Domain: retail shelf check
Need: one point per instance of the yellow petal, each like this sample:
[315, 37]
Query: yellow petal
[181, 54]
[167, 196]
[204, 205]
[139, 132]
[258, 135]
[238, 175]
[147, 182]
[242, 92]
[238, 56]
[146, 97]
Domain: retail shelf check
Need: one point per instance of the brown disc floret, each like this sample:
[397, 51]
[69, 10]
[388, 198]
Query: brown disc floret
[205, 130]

-----

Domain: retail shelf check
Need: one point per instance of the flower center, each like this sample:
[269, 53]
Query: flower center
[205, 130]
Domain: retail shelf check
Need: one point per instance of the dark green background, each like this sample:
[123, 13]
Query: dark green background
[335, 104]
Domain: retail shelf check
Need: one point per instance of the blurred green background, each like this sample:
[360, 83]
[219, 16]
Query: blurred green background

-----

Gather every line from the records above that contains the word "yellow", and treat uppercase and lowercase as different.

▶ _Answer to the exercise_:
Need: one point per instance of the yellow petal, each like this sample:
Query: yellow petal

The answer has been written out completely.